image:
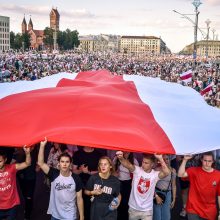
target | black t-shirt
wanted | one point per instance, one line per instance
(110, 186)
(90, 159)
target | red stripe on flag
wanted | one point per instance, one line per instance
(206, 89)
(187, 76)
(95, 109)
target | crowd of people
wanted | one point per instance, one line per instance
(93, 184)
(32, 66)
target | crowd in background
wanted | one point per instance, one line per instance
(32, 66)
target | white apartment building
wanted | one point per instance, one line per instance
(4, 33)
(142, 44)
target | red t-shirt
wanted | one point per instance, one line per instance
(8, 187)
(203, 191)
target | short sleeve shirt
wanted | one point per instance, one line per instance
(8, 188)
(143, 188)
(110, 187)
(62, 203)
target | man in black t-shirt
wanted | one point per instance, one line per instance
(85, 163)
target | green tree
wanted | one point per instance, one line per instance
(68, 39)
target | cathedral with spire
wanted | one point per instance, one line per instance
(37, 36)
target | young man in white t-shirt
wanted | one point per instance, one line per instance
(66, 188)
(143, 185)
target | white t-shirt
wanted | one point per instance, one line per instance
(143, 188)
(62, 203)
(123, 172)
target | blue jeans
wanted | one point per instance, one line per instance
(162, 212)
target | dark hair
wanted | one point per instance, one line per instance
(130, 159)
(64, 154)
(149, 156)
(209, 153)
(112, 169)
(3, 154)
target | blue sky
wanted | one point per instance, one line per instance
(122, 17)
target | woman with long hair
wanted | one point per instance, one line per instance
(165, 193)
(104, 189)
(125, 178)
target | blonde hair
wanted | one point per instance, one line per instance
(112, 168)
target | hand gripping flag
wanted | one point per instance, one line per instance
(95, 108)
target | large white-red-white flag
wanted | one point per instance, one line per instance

> [What you need to do] Leave out the pictures and give the rest of the records again exactly.

> [Exercise solution]
image:
target | black t-shirt
wanted | one point per instance, one line per instance
(110, 186)
(90, 159)
target | red stripe on flag
wanted | one point per instance, one line per instance
(206, 89)
(187, 76)
(95, 109)
target | crowd of people
wanted | one point per instance, one line per instance
(93, 184)
(32, 66)
target | crowd in background
wanted | one point per instance, one line per instance
(32, 66)
target | white apartment building
wanted | one point per instance, one line per instance
(4, 33)
(142, 44)
target | red t-shirt
wanted | one point per instance, one line per instance
(8, 187)
(203, 191)
target | short sleeve shirt
wanted | one point per instance, one line per instance
(8, 188)
(143, 188)
(110, 187)
(62, 203)
target | man in black t-shirt
wanted | one point per instance, one line per instance
(85, 163)
target | green tree
wanted | one point per instance, one line per instance
(68, 39)
target | cathedral with spire
wanted | one point per instance, one line per instance
(37, 36)
target | young man in white t-shirt
wanted | one point per instance, one line per instance
(66, 188)
(143, 185)
target | white t-shirt
wanted | one point per instance, one line per instance
(143, 188)
(62, 203)
(123, 172)
target | blue jeans
wanted | one point per instance, one line per instance
(162, 212)
target | dark hair
wanted | one point per instance, one line per instance
(130, 159)
(64, 154)
(149, 156)
(209, 153)
(112, 169)
(3, 154)
target | blue sky
wanted | one point per instance, one line per instance
(122, 17)
target | woman with long hair
wanted | one point per instance, one line per instance
(165, 193)
(104, 189)
(125, 178)
target | blonde hair
wanted | one point per instance, one line per instance
(112, 168)
target | hand gripping flag
wanted | one point per instance, one line per instance
(95, 108)
target | large white-red-white flag
wanted | one point per instance, one line per instance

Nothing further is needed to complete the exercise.